** Opening Records for the exercise block **
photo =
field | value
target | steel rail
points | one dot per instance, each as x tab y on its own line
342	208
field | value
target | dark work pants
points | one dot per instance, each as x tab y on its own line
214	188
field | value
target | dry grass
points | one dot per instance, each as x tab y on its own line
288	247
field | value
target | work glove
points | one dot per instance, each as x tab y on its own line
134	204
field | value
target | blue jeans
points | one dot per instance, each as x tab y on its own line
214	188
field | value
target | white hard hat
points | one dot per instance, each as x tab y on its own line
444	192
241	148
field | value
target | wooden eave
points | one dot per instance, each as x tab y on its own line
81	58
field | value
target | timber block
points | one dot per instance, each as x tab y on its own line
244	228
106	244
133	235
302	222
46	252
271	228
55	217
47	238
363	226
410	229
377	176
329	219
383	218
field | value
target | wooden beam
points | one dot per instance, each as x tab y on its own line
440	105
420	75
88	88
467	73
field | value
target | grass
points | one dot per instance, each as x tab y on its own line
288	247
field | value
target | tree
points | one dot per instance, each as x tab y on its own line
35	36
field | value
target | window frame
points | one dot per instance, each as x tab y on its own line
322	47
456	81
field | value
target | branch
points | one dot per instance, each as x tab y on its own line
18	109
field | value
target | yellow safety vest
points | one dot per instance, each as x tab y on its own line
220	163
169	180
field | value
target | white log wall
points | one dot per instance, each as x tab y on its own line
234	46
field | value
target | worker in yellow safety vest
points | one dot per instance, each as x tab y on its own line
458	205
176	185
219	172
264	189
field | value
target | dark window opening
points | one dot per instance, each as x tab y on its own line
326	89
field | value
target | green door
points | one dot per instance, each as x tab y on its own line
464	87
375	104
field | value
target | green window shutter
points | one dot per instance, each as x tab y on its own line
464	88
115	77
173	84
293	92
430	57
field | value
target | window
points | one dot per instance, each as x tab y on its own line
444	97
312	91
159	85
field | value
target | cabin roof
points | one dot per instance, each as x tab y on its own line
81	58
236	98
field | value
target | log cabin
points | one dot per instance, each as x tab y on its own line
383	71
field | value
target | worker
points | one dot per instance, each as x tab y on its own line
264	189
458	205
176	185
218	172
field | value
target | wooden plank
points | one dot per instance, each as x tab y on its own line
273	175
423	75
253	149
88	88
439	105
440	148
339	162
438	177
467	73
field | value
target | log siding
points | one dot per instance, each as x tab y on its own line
** Closing Records for the exercise block **
Description of the task ▸ Would you please copy every line of the data exactly?

Completed task ▸
photo =
field | value
target | steel rail
points | one dot per instance, each as x tab y on its own line
342	208
field | value
target | dark work pants
points | one dot per instance, each as x tab y on its own line
214	188
field | value
target | dry grass
points | one dot per instance, each as x tab y on its own line
288	247
field | value
target | work glove
points | one dot per instance, each as x tab y on its own line
134	204
field | value
target | blue jeans
points | one dot per instance, each as x tab y on its own line
214	188
field | value
target | white hard hat
points | one dot per instance, each as x tab y on its own line
444	192
241	148
field | value
target | wooden eave
points | one dot per instance, each as x tab y on its own line
81	58
field | value
target | timber block
points | one dot per instance, each as x tab y on its own line
244	228
106	244
133	235
302	222
46	252
271	228
55	217
47	238
363	226
410	229
377	176
329	219
383	218
field | value
target | wooden beam
points | one dot per instance, each as x tab y on its own line
440	105
420	75
88	88
467	73
field | value
target | grass
points | one dot per instance, each as x tab y on its own line
288	247
field | value
target | tree
points | one dot per instance, each as x tab y on its own line
35	36
field | value
target | window frame
points | one dot per instance, each as x tab y on its own line
322	47
456	81
field | value
target | branch
points | one dot per instance, each as x tab y on its own line
18	109
field | value
target | yellow safety vest
points | one dot per instance, each as x tab y on its own line
220	163
169	180
field | value
target | white log wall
points | one dot per instance, each as x tab y on its own line
234	46
field | value
target | worker in yellow safety vest
points | one dot per instance, each as x tab y on its own line
458	205
176	185
219	172
264	189
field | value
target | dark window opening
points | one dot per instance, each as x tab y on its own line
326	89
field | value
target | green door
points | one dot per instance, each as x tab y on its own line
464	87
375	104
field | value
target | green window shutter
points | one dot per instance, each as x tab y on its own line
464	88
115	77
173	84
293	92
430	57
field | value
target | window
points | one dot per instance, each as x tab y on its own line
444	97
312	91
159	85
field | value
target | cabin roof
points | one dot per instance, each as x tab y on its own line
81	58
236	98
field | value
target | log cabin
points | one dot per instance, each as x tab y on its own line
383	71
field | value
target | worker
points | one dot per instance, each as x tab y on its own line
264	189
458	205
176	185
218	172
field | value
target | wooden plank
points | one dot per instance, each as x tab y on its own line
273	175
423	75
253	149
88	88
439	105
440	148
339	162
438	177
467	73
field | value
target | log siding
points | one dot per instance, each as x tab y on its own line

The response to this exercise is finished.